There were a few other instances of double standards in the workplace in the film, and it was hard for an American woman such as myself to take them in stride. But that reality is their reality, not mine, and if it’s something that rings true to them, so be it. I’m the outsider who has to deal with it.

Another film I saw this week was Inglourious Basterds, where a spy was found out because he made a gesture no German would do. It wasn’t even anything he thought about because it was so subtle, but it was a beacon for the gestapo guy sitting across from him. Societal norms are so strong within each of us that we don’t even think about the way we eat, or hold a pen, or make our “7”s, or wear our jeans–but you can always spot someone who’s not from around your parts by any of those tiny tells.

Then there’s language. Some of our ‘dirtiest’ language has been around for centuries, even though it might seem like a modern invention. So sometimes when it’s used in our books it’s not just for the shock value, but because that’s how they spoke. And, yes, certain sexual acts have been around forever, too, even though once I heard (laughably) an author say indignantly that Regency people didn’t do that. In a pig’s eye, I say; as long as men have had those, and we’ve had all this, all those acts have been done. Just saying.

------------------------------

Problem A: Return every line of the rows that contains the string "headband".
These rows have no connection to the passage on cultural norms.

Data lines:

------------------------------

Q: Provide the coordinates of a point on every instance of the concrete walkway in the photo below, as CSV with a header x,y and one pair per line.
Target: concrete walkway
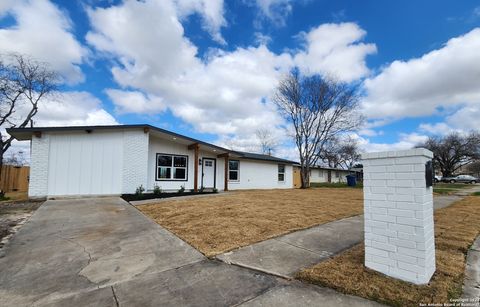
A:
x,y
104,252
471,284
286,255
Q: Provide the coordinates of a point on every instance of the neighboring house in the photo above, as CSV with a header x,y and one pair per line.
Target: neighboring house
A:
x,y
319,174
113,160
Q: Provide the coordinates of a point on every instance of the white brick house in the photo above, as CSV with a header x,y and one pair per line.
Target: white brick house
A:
x,y
113,160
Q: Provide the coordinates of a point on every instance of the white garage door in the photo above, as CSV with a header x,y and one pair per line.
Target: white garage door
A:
x,y
85,164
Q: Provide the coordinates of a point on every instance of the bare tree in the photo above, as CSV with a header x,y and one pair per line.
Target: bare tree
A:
x,y
474,167
340,153
23,84
267,141
453,151
319,109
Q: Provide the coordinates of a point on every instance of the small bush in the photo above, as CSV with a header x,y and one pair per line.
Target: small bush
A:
x,y
157,190
139,191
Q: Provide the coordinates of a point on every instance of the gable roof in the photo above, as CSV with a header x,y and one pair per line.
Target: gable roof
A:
x,y
23,134
255,156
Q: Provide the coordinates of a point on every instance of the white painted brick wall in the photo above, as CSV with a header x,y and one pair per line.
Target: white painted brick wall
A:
x,y
399,236
135,160
38,185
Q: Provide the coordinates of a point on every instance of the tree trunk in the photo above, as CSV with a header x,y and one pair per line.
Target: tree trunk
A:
x,y
304,171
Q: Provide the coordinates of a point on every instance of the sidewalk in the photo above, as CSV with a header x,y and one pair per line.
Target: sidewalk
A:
x,y
286,255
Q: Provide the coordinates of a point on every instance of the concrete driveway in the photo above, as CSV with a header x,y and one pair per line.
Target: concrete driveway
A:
x,y
104,252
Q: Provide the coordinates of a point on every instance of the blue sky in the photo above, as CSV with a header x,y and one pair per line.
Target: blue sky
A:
x,y
208,68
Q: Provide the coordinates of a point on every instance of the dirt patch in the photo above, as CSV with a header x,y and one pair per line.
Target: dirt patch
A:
x,y
12,216
218,224
456,227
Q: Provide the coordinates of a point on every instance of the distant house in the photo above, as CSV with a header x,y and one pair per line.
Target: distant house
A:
x,y
320,174
113,160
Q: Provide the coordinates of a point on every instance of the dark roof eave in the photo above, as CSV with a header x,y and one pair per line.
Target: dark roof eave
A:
x,y
243,155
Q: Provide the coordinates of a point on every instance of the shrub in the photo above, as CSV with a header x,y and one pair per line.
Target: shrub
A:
x,y
157,190
139,191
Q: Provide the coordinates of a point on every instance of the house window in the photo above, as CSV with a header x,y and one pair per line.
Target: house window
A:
x,y
233,170
171,167
281,172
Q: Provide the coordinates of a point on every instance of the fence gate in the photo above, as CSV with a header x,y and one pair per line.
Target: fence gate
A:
x,y
14,178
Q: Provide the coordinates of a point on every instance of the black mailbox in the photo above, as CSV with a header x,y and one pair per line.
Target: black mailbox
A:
x,y
429,174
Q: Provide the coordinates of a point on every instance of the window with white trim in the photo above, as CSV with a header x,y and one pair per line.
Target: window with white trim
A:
x,y
281,172
233,170
172,167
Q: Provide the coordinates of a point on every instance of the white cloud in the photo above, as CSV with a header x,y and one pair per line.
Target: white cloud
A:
x,y
476,11
406,141
44,32
64,109
336,50
212,15
463,120
135,102
442,78
226,93
275,11
73,109
223,94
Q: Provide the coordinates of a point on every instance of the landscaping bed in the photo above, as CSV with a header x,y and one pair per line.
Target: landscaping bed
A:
x,y
359,185
456,227
215,225
13,215
145,196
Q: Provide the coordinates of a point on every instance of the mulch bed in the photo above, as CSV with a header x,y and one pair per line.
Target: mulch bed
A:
x,y
145,196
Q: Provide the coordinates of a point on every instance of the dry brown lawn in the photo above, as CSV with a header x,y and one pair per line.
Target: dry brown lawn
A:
x,y
456,227
220,223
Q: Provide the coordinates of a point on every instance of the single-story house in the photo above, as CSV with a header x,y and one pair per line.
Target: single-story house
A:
x,y
319,174
114,160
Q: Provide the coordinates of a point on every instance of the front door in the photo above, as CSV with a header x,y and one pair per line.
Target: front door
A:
x,y
208,171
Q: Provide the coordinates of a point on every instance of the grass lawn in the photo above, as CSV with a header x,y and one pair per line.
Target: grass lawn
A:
x,y
456,227
223,222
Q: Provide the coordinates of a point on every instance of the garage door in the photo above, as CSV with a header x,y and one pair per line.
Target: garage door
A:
x,y
85,164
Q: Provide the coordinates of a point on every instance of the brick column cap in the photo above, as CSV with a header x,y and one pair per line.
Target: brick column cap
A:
x,y
400,153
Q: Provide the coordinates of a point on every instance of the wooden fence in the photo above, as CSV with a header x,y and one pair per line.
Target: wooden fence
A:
x,y
14,178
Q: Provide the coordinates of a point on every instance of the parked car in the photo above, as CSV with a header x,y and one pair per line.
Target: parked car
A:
x,y
461,178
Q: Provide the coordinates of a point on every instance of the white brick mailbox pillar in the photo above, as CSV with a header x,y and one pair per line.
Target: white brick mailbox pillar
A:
x,y
399,236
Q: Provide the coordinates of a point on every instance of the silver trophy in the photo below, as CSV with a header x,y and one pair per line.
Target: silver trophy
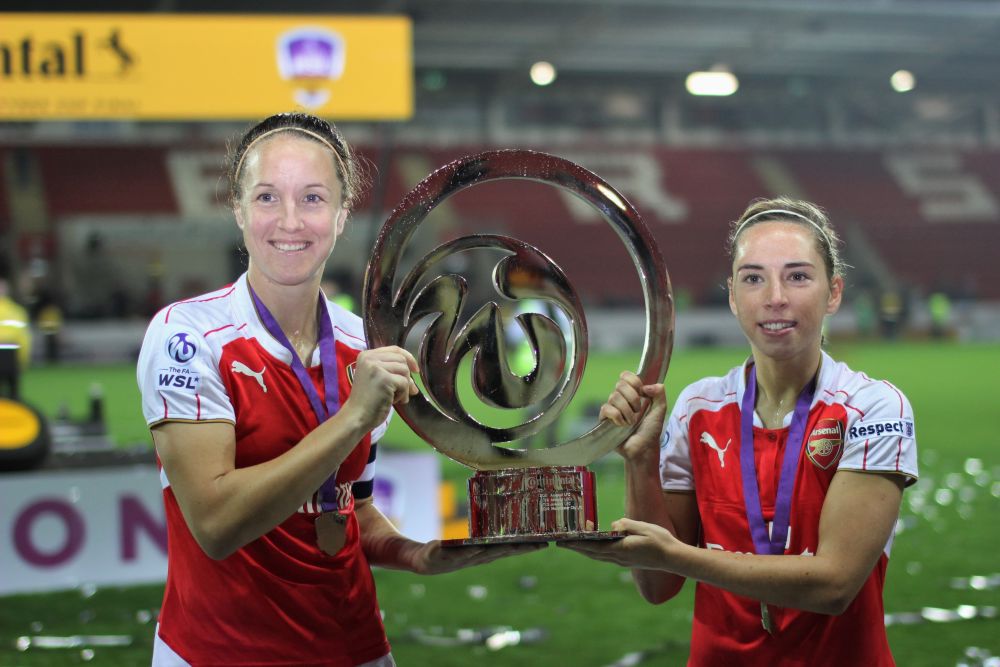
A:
x,y
516,494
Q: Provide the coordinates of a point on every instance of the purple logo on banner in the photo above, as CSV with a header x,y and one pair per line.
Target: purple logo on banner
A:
x,y
311,57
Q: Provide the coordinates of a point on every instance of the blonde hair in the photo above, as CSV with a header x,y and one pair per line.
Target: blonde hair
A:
x,y
807,214
310,127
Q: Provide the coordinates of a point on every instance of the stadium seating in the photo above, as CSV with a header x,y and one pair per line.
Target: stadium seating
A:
x,y
931,217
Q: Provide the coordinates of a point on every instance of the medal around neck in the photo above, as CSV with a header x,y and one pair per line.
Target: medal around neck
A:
x,y
517,494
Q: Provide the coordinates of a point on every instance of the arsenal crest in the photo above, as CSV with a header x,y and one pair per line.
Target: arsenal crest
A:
x,y
825,443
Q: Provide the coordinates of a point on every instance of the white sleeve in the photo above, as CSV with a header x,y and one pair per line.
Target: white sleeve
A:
x,y
676,473
880,435
178,375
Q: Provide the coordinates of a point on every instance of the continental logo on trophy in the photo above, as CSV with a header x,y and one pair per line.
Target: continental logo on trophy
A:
x,y
516,494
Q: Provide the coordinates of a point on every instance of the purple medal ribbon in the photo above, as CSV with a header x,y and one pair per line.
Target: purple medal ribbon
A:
x,y
328,360
775,543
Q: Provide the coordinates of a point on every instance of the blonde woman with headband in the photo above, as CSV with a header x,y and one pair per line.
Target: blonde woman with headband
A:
x,y
266,407
776,487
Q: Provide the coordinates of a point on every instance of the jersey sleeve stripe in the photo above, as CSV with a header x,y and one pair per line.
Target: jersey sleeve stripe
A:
x,y
858,410
216,330
166,319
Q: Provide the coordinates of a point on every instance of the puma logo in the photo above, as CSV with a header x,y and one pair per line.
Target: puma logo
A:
x,y
240,367
710,441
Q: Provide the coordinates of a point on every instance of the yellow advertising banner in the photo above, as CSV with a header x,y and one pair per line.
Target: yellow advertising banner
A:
x,y
204,67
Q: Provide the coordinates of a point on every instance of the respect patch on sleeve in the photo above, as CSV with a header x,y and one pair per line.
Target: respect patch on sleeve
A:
x,y
862,430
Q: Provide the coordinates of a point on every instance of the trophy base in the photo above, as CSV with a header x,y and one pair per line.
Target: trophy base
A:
x,y
524,505
489,540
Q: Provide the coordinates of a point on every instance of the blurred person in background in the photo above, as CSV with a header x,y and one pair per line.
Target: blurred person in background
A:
x,y
265,408
15,341
776,487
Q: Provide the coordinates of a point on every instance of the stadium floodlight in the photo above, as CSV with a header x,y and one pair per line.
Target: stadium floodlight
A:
x,y
543,73
716,82
903,81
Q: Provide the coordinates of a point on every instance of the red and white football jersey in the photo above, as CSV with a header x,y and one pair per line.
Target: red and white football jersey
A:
x,y
279,600
854,423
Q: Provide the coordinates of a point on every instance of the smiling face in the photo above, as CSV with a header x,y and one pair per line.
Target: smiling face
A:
x,y
290,210
779,290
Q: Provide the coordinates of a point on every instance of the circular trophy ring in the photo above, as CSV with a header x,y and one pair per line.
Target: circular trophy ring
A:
x,y
389,316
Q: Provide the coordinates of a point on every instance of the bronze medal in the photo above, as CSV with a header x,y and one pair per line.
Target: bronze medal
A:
x,y
331,532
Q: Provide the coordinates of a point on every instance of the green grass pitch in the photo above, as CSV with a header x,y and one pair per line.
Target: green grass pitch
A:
x,y
571,611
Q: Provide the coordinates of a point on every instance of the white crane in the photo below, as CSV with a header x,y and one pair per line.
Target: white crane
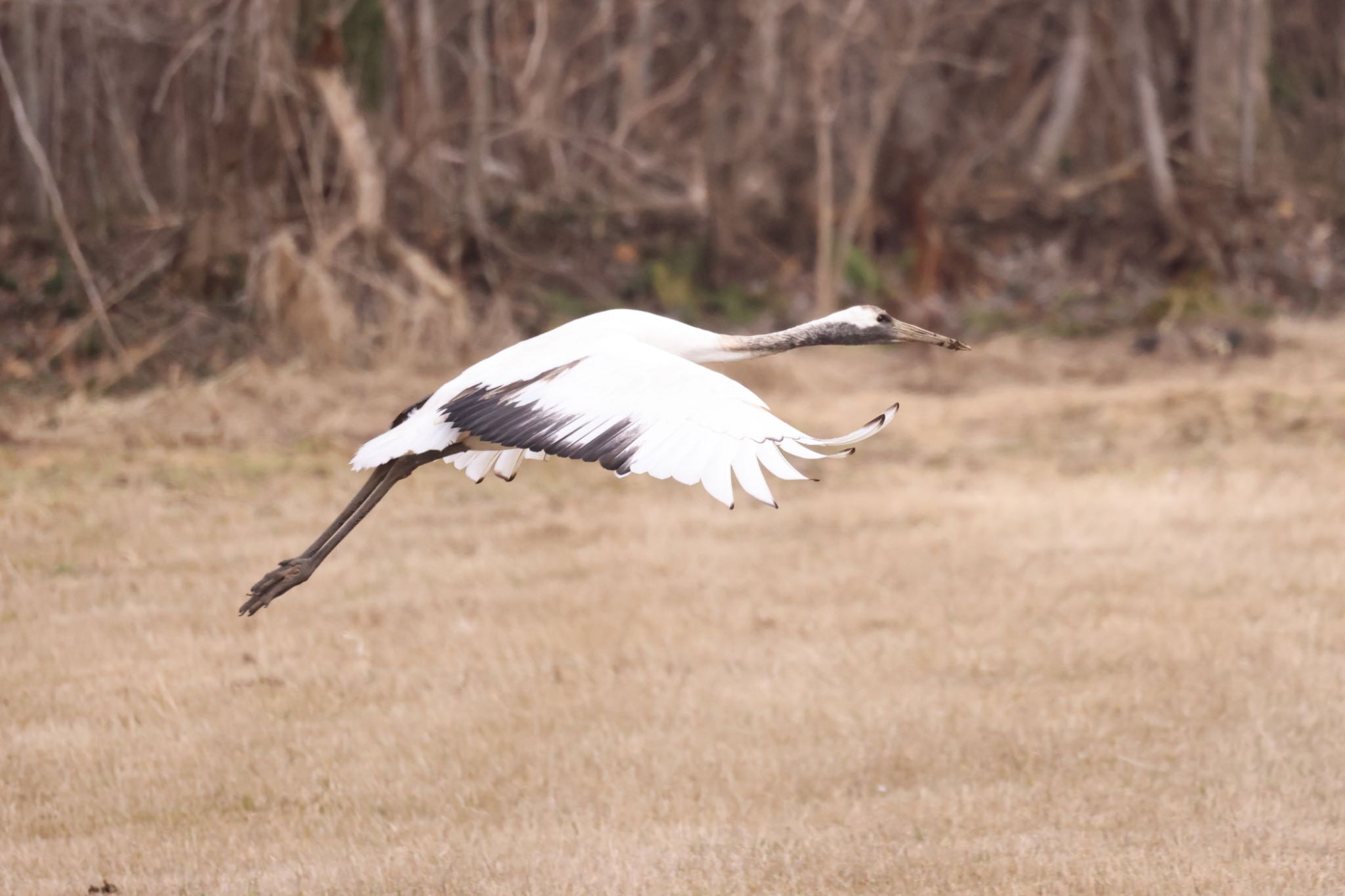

------------------------------

Problem B: Please reproduce the passage on cultural norms word for word, starting at "There were a" and ending at "deal with it.".

Worked solution A:
Q: Provide the coordinates of a point on every instance of the blonde woman with headband in the photo above, as CSV with a header x,y and one pair per line.
Target: blonde woman with headband

Worked solution B:
There were a few other instances of double standards in the workplace in the film, and it was hard for an American woman such as myself to take them in stride. But that reality is their reality, not mine, and if it’s something that rings true to them, so be it. I’m the outsider who has to deal with it.